Activities:
a) Decide whether each statement agrees with the report on late rupture after EVAR, answering yes or no and quoting the words of the text that settle it. (i) In-hospital mortality, not 30-day mortality, was the study's primary endpoint. (ii) Four patients with late rupture received endovascular repair. (iii) Overall in-hospital mortality was 28.5%.
b) Rewrite the stretch of the report on late rupture after EVAR from "Sixty-six per cent" through "a short neck).", putting "type 2 endoleak" in place of "type 1 endoleak".

Text shown:

..............................

At the 2019 Charing Cross Symposium (CX; 15–18 April, London, UK), Vincenzo Brizzi (Bordeaux, France) reported the 10-year results for late rupture after endovascular aneurysm repair (EVAR) at his centre (Groupe Hospitalier Pellegrin, Bordeaux, France). These showed that late rupture was a rare event—accounting for 15% of all ruptured aneurysms cases during the 10-year period—but indicated that there had been a slow increase in incidence to the extent that it had reached 28% by 2018.
Brizzi noted that the concern over the long-term results of EVAR was “clear”, commenting that the recent European Society for Vascular Surgery guidelines recommend operators take into a patient’s ability to comply with the frequent lifelong surveillance that is required with the endovascular procedure when reviewing potential treatment options. He added that part of this concern related to studies showing that “the risk of death from aneurysm rupture [following EVAR] is persistent over time”.
To further explore the long-term outcomes after EVAR, Brizzi and his colleagues performed a retrospective study of the incidence of patients presenting with late rupture after EVAR—defined as >30 days after the procedure, as confirmed by computed tomography (CT)—at their centre. Their aim, Brizzi commented, was to “report the incidence, identify the causes, and evaluate the management” of late rupture. He explained that in-hospital mortality rather than 30-day mortality was the primary endpoint because “we noticed that, sometimes, patients stay in the hospital for two or three months without ever leaving the hospital before dying” and, therefore, in-hospital mortality would give a “more precise idea” of the mortality related to late rupture than would 30-day mortality.
Of 140 cases of ruptured aneurysm that presented between 2009 and 2018 (the study period), 121 (15%) were identified as late ruptures after EVAR. The incidence, Brizzi observed, appeared to slowly increase over time—ranging from 0% in 2009 to 28% in 2018. He stated that although the presumption might be that the late ruptures related to early-generation devices, only one of the late ruptures were associated with such a device and most of the ruptures occurred in the last four or five years (when a newer-generation device would have been used). The mean time between the EVAR procedure and late rupture was 54 months (with a peak during the second after the procedure).
Sixty-six per cent of patients with late rupture post EVAR had a type 1 endoleak but Brizzi noted that determining whether this was a cause or an effect of aneurysm evolution was difficult to determine. Additionally, 33% of cases of late rupture were related to a “violation of instructions for use” (ranging from poor device selection to the patient having a short neck).
In terms of management, 14 patients received endovascular repair (12 with proximal or distal extension and two undergoing relining) and four underwent surgical repair (three partial expansions and one lumbar artery ligation). The in-hospital mortality rates for these patients were 28.5% and 50% respectively. These findings, Brizzi stated, indicated that “a new endovascular procedure is often possible” but “sometimes conversion is the only option”. Overall, in-hospital mortality was “still high” at 42.8%.
Summarising the findings, he said: “Late rupture after EVAR is a rare but an increasing complication. Respect of instructions for use at the time of index EVAR and lifelong tailored surveillance seems to be essential for long-term success.” He added that “tailored” surveillance was important because the first CT scan after EVAR could be used to identify those at high risk of rupture (<10mm proximal or distal sealing and/ or endoleak) and should receive more frequent surveillance. Thus those at lower risk for rupture could receive less frequent surveillance, reducing costs and the risks of complications related to radiation/contrast exposure.

..............................

Input data:
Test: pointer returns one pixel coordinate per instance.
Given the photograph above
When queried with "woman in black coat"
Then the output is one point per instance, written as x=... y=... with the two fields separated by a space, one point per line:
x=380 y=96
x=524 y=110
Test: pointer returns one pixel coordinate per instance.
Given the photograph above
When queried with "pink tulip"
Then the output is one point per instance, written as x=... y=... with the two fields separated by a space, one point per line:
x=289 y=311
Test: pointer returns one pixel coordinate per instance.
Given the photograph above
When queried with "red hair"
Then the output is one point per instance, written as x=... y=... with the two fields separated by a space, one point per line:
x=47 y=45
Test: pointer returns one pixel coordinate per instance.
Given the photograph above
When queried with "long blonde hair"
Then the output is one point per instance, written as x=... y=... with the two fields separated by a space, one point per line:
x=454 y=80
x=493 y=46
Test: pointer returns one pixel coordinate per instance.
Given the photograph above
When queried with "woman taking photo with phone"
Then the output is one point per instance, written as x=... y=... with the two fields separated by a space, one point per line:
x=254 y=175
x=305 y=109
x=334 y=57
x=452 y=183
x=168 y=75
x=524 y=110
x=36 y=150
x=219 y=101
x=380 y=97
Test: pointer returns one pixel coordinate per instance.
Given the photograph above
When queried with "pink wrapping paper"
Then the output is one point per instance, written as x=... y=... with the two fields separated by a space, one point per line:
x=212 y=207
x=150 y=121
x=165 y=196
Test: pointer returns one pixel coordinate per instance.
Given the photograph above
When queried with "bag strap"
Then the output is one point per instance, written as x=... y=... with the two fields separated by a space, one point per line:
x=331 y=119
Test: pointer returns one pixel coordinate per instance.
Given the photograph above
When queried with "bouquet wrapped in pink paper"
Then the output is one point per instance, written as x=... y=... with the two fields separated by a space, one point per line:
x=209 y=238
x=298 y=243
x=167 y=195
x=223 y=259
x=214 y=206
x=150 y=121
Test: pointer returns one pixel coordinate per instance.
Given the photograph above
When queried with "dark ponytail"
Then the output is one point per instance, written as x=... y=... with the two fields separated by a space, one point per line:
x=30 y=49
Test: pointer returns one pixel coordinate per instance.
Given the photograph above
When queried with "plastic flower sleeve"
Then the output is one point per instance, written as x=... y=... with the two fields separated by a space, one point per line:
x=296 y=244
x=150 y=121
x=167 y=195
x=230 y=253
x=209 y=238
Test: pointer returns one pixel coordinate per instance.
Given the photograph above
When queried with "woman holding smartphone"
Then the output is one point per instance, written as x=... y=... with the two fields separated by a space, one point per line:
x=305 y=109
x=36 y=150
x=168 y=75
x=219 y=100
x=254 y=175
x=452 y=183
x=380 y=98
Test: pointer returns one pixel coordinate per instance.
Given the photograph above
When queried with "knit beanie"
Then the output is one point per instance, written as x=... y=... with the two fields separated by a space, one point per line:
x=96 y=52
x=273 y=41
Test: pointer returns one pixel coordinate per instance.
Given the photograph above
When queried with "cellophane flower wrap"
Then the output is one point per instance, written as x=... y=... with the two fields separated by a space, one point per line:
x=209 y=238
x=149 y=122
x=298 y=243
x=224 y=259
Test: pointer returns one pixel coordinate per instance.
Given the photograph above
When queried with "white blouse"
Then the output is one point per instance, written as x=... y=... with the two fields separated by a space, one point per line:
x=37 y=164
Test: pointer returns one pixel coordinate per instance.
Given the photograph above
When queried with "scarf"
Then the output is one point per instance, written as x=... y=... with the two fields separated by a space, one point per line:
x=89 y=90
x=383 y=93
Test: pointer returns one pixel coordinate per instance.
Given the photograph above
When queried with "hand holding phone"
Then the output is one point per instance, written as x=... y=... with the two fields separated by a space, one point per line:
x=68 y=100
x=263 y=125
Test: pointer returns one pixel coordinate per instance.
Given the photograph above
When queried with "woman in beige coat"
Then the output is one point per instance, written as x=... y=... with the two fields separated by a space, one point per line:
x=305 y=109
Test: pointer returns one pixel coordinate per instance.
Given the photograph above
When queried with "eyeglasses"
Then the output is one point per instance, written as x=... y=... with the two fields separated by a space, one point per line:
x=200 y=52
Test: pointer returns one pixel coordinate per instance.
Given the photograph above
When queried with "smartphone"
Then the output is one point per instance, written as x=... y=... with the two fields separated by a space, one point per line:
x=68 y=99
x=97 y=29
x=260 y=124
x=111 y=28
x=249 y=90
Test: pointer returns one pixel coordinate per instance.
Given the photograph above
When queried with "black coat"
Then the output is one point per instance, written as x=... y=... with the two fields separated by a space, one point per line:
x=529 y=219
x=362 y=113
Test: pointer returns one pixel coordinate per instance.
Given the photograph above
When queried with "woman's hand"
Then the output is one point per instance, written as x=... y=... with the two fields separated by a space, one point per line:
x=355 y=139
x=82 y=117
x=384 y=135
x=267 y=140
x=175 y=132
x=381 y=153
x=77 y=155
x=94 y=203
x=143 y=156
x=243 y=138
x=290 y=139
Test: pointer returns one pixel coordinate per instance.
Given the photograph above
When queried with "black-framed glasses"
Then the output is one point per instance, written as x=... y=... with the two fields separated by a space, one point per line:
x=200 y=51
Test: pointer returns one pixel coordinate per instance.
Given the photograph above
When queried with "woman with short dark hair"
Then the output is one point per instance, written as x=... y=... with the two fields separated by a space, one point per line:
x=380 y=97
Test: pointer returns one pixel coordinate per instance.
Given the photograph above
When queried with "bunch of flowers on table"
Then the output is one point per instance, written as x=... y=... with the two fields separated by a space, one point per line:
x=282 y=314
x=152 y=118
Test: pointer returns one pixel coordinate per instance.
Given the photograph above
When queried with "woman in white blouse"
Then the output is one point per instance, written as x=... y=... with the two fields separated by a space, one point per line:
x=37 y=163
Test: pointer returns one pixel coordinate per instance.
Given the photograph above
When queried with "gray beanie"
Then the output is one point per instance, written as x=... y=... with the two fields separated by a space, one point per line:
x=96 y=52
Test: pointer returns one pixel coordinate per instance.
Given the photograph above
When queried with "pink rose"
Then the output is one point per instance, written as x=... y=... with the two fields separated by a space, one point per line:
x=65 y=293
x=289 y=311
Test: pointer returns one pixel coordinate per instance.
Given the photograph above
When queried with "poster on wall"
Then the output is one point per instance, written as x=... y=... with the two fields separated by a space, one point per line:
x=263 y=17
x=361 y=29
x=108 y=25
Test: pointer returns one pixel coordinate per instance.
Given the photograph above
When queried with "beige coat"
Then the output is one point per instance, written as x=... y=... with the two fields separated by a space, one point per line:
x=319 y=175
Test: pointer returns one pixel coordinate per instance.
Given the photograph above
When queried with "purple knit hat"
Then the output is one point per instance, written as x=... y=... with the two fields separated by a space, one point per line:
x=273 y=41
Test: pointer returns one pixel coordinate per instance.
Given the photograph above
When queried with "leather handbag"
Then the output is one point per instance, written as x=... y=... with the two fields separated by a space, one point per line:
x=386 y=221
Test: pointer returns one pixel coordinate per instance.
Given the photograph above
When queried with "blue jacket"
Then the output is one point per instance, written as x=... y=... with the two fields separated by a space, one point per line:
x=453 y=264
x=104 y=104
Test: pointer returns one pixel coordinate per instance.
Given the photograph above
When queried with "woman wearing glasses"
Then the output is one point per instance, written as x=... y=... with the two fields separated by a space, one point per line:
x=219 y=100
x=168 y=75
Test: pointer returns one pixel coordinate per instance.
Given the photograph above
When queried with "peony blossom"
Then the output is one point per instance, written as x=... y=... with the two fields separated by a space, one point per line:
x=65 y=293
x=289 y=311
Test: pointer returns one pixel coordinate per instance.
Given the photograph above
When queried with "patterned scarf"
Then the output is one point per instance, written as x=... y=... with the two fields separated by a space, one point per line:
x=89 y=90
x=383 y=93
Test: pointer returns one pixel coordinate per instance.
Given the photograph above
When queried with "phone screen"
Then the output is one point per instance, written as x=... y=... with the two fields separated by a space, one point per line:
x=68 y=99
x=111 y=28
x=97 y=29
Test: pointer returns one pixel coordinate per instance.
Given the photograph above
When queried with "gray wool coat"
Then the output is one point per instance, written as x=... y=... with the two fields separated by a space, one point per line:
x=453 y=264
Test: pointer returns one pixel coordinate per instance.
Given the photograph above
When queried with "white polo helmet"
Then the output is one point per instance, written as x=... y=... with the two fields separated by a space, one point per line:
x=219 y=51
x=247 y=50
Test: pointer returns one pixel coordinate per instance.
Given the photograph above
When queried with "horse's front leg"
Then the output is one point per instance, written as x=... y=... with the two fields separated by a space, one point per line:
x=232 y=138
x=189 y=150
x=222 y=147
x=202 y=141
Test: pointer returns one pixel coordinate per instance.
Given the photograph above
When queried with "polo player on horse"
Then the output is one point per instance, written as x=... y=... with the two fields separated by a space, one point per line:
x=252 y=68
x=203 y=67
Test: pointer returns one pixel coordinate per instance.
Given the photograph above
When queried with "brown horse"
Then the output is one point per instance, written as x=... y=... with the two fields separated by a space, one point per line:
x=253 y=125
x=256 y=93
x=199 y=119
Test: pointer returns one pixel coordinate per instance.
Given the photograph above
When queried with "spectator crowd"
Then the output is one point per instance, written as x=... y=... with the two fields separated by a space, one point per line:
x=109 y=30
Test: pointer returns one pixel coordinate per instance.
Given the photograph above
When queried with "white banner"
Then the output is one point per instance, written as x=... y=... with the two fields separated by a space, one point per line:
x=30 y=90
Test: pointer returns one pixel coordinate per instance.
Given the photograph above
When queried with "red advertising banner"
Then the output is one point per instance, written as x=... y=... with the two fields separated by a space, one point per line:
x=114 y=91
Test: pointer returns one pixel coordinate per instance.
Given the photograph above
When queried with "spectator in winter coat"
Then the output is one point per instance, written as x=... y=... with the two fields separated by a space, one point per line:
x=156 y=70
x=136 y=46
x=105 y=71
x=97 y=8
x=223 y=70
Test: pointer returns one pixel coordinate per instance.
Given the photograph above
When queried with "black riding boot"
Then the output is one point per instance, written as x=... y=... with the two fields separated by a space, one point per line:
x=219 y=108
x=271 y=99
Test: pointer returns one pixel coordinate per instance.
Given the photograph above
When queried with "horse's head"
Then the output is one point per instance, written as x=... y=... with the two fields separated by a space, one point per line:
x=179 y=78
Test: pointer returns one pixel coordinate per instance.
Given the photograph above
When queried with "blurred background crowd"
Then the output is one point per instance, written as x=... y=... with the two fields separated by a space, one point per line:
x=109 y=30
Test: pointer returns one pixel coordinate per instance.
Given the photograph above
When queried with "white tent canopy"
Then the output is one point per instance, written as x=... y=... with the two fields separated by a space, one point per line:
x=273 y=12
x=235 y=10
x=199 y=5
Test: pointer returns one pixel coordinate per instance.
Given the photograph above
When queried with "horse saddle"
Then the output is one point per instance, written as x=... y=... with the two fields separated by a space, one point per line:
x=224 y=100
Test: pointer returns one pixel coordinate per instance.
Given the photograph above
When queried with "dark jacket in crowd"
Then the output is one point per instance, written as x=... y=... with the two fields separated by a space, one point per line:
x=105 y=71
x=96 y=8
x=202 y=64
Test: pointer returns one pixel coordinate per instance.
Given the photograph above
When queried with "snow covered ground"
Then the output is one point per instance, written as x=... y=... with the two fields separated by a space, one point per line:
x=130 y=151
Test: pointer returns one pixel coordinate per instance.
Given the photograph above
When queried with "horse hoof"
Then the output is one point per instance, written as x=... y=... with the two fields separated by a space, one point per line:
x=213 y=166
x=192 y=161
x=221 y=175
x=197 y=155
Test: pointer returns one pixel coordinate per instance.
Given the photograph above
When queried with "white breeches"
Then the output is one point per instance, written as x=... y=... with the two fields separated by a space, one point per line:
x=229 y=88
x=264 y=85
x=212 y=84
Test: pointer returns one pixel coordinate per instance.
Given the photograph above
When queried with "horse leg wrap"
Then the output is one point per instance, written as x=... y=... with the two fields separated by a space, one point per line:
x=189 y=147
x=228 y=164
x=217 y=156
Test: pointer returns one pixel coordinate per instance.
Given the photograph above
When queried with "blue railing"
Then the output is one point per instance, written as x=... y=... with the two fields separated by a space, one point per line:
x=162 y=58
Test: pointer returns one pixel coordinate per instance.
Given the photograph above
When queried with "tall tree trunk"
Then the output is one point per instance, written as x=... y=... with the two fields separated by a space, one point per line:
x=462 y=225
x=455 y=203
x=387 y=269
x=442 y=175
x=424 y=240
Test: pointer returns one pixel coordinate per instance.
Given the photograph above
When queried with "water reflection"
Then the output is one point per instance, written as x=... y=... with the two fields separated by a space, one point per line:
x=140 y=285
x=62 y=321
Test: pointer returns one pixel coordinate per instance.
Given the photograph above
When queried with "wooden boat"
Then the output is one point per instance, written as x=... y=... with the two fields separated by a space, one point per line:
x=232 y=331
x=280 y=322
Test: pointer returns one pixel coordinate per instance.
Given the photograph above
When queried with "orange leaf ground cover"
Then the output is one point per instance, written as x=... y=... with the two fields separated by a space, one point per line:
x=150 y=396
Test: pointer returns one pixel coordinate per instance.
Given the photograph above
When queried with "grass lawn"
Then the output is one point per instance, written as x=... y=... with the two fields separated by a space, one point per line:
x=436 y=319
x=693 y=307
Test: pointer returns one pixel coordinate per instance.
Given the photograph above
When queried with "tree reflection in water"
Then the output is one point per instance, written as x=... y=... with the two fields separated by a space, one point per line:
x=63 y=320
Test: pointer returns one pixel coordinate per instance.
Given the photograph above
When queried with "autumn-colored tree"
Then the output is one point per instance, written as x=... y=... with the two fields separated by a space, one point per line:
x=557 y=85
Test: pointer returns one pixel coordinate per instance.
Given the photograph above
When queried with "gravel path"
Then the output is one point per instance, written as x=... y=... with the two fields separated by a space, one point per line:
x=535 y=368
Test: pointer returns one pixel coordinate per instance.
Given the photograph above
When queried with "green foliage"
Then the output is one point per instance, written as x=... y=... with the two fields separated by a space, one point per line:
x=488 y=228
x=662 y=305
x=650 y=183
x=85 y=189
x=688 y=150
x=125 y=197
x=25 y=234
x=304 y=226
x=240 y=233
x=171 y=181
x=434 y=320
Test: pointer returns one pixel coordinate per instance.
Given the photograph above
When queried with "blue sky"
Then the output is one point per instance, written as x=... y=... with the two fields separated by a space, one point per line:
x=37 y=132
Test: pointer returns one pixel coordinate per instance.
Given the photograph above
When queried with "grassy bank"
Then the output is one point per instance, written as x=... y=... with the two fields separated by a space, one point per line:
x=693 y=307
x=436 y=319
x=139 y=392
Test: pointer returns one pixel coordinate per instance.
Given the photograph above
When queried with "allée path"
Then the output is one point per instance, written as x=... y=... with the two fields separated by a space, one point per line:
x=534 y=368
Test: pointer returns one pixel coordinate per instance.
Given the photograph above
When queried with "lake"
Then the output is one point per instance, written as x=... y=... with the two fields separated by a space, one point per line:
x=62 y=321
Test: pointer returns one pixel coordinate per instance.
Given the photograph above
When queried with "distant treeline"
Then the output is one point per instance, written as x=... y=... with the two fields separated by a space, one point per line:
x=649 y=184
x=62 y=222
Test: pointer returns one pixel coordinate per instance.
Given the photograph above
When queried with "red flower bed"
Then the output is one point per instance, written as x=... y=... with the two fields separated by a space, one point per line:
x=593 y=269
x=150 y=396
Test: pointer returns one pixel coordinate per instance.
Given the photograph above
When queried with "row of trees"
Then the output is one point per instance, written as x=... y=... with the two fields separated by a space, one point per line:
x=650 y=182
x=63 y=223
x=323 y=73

..............................

Responses to the tasks:
a)
(i) Yes: "in-hospital mortality rather than 30-day mortality was the primary endpoint"
(ii) No: "14 patients received endovascular repair"
(iii) No: "Overall, in-hospital mortality was “still high” at 42.8%"

b)
Sixty-six per cent of patients with late rupture post EVAR had a type 2 endoleak but Brizzi noted that determining whether this was a cause or an effect of aneurysm evolution was difficult to determine. Additionally, 33% of cases of late rupture were related to a “violation of instructions for use” (ranging from poor device selection to the patient having a short neck).